┌─ Stored rows

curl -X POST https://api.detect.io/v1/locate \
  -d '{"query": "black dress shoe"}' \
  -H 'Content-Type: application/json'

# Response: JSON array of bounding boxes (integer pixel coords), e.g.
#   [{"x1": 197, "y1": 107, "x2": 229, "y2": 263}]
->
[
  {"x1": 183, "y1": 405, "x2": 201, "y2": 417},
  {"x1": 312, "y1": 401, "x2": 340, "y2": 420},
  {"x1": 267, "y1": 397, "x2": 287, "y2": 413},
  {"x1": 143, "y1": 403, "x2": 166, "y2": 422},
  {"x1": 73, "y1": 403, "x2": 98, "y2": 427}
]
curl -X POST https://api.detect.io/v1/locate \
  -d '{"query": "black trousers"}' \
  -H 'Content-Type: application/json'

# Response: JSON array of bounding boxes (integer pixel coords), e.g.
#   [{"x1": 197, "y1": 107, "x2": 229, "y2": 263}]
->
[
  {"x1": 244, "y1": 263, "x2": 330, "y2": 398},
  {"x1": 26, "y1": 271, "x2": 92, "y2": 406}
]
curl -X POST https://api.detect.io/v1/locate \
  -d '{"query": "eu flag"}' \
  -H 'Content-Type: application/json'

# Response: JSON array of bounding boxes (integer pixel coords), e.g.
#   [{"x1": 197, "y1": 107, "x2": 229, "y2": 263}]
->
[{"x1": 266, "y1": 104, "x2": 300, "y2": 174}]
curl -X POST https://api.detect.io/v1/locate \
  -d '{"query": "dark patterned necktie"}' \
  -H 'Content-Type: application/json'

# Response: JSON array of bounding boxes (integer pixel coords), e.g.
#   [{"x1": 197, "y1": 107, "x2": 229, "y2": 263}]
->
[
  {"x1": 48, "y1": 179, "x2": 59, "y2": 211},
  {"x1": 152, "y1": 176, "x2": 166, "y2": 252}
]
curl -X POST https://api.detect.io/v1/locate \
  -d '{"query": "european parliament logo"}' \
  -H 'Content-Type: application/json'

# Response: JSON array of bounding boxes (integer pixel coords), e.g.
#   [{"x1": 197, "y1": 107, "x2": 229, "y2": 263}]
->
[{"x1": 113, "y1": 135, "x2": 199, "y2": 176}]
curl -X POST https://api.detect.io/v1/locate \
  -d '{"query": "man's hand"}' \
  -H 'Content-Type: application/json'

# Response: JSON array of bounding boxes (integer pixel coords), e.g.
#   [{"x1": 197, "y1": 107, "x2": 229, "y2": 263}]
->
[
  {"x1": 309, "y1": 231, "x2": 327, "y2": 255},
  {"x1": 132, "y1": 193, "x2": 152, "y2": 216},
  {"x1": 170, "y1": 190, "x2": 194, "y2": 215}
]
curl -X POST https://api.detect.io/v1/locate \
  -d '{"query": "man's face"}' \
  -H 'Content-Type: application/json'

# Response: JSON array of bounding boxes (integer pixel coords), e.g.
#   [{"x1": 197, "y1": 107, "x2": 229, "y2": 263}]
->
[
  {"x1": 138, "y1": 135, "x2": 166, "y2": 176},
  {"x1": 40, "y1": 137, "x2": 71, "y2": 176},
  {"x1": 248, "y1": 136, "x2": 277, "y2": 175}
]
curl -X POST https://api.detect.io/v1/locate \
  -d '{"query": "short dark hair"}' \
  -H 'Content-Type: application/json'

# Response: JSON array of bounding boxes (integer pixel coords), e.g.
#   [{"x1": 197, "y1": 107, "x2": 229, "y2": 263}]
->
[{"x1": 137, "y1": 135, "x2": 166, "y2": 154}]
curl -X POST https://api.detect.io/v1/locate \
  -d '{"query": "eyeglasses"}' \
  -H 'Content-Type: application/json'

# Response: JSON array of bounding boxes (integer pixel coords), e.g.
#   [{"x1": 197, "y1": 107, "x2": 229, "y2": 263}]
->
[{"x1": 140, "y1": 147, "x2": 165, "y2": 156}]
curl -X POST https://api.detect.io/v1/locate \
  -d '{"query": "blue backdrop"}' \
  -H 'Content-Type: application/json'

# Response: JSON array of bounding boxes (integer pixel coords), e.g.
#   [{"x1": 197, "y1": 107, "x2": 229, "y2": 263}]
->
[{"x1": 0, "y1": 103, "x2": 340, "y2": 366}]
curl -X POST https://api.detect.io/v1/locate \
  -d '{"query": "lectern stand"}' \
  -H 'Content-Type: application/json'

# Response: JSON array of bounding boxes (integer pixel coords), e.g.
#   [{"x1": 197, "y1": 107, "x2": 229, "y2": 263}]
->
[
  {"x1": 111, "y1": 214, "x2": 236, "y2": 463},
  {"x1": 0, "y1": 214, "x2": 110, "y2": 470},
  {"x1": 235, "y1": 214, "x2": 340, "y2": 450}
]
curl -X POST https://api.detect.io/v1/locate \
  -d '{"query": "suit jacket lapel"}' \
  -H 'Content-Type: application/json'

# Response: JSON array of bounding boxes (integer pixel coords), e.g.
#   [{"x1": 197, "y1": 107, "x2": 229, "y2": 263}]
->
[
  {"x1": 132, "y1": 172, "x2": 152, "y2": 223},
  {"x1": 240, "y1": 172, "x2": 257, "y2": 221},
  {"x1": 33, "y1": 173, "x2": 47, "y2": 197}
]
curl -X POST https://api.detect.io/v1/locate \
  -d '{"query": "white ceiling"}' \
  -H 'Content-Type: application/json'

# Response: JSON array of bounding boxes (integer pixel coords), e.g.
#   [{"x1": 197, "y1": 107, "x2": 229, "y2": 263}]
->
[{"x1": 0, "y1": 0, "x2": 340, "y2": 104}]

└─

**Short task**
Repeat all the records. Match each line exactly.

**Complete answer**
curl -X POST https://api.detect.io/v1/locate \
  -d '{"query": "black dress shoe"}' \
  -H 'Content-Type: application/json'

# Response: JSON array of bounding boxes (integer pixel coords), e.g.
#   [{"x1": 197, "y1": 107, "x2": 229, "y2": 263}]
->
[
  {"x1": 183, "y1": 405, "x2": 201, "y2": 417},
  {"x1": 312, "y1": 401, "x2": 340, "y2": 420},
  {"x1": 267, "y1": 397, "x2": 287, "y2": 413},
  {"x1": 143, "y1": 403, "x2": 166, "y2": 422},
  {"x1": 73, "y1": 403, "x2": 98, "y2": 427}
]
curl -X POST https://api.detect.io/v1/locate \
  -d '{"query": "black trousers"}' \
  -H 'Content-Type: application/json'

# Response: JSON array of bounding boxes (integer pixel coords), e.g.
#   [{"x1": 197, "y1": 107, "x2": 229, "y2": 263}]
->
[
  {"x1": 244, "y1": 263, "x2": 330, "y2": 398},
  {"x1": 26, "y1": 271, "x2": 92, "y2": 406}
]
curl -X POST https://api.detect.io/v1/locate \
  -d '{"query": "eu flag"}' \
  -H 'Content-Type: application/json'

# Response: JSON array of bounding boxes (integer pixel coords), e.g.
#   [{"x1": 197, "y1": 107, "x2": 229, "y2": 263}]
->
[{"x1": 266, "y1": 104, "x2": 300, "y2": 174}]
curl -X POST https://api.detect.io/v1/locate \
  -d '{"query": "dark patterned necktie"}' \
  -H 'Content-Type: application/json'

# Response: JSON array of bounding boxes (integer pixel coords), e.g.
#   [{"x1": 197, "y1": 107, "x2": 229, "y2": 263}]
->
[
  {"x1": 48, "y1": 179, "x2": 59, "y2": 211},
  {"x1": 152, "y1": 176, "x2": 166, "y2": 252}
]
curl -X POST https://api.detect.io/v1/locate \
  -d '{"query": "european parliament logo"}' \
  -H 'Content-Type: application/json'

# Response: JSON array of bounding boxes (integer pixel coords), e.g.
#   [{"x1": 197, "y1": 107, "x2": 229, "y2": 263}]
->
[{"x1": 113, "y1": 135, "x2": 199, "y2": 176}]
curl -X POST https://api.detect.io/v1/locate \
  -d '{"query": "man's hand"}' \
  -H 'Content-Type: application/json'

# Response: JSON array of bounding boxes (integer pixel coords), e.g.
#   [{"x1": 197, "y1": 107, "x2": 229, "y2": 263}]
->
[
  {"x1": 309, "y1": 231, "x2": 327, "y2": 255},
  {"x1": 132, "y1": 193, "x2": 152, "y2": 216},
  {"x1": 170, "y1": 190, "x2": 194, "y2": 215}
]
curl -X POST https://api.detect.io/v1/locate \
  -d '{"query": "man's face"}' \
  -H 'Content-Type: application/json'

# Response: JSON array of bounding boxes (integer pixel coords), e.g.
#   [{"x1": 197, "y1": 107, "x2": 229, "y2": 263}]
->
[
  {"x1": 138, "y1": 135, "x2": 166, "y2": 176},
  {"x1": 40, "y1": 137, "x2": 71, "y2": 176},
  {"x1": 248, "y1": 136, "x2": 277, "y2": 175}
]
curl -X POST https://api.detect.io/v1/locate \
  -d '{"query": "short dark hair"}' \
  -H 'Content-Type: application/json'

# Response: JSON array of bounding boxes (integer pixel coords), e.g.
#   [{"x1": 197, "y1": 107, "x2": 229, "y2": 263}]
->
[{"x1": 137, "y1": 135, "x2": 166, "y2": 154}]
curl -X POST https://api.detect.io/v1/locate \
  -d '{"query": "eyeglasses"}' \
  -H 'Content-Type: application/json'

# Response: JSON array of bounding boxes (integer pixel coords), e.g.
#   [{"x1": 197, "y1": 107, "x2": 229, "y2": 263}]
->
[{"x1": 140, "y1": 147, "x2": 165, "y2": 156}]
curl -X POST https://api.detect.io/v1/locate \
  -d '{"query": "blue backdrop"}' \
  -H 'Content-Type: application/json'

# Response: JSON array of bounding boxes (integer pixel coords), e.g.
#   [{"x1": 197, "y1": 107, "x2": 229, "y2": 263}]
->
[{"x1": 0, "y1": 103, "x2": 340, "y2": 366}]
curl -X POST https://api.detect.io/v1/locate \
  -d '{"query": "lectern stand"}' \
  -H 'Content-Type: application/json'

# Response: JSON array of bounding boxes (integer pixel coords), e.g.
#   [{"x1": 197, "y1": 107, "x2": 229, "y2": 263}]
->
[
  {"x1": 111, "y1": 214, "x2": 236, "y2": 463},
  {"x1": 0, "y1": 214, "x2": 110, "y2": 470},
  {"x1": 235, "y1": 214, "x2": 340, "y2": 450}
]
curl -X POST https://api.detect.io/v1/locate \
  -d '{"query": "suit jacket lapel"}' \
  -H 'Content-Type: application/json'

# Response: JSON array of bounding boxes (integer pixel coords), e.g.
#   [{"x1": 197, "y1": 107, "x2": 229, "y2": 263}]
->
[
  {"x1": 132, "y1": 172, "x2": 152, "y2": 223},
  {"x1": 240, "y1": 172, "x2": 257, "y2": 221},
  {"x1": 33, "y1": 173, "x2": 47, "y2": 197}
]
curl -X POST https://api.detect.io/v1/locate \
  -d '{"query": "white ceiling"}' \
  -H 'Content-Type: application/json'

# Response: JSON array of bounding boxes (integer pixel coords), e.g.
#   [{"x1": 197, "y1": 107, "x2": 229, "y2": 263}]
->
[{"x1": 0, "y1": 0, "x2": 340, "y2": 104}]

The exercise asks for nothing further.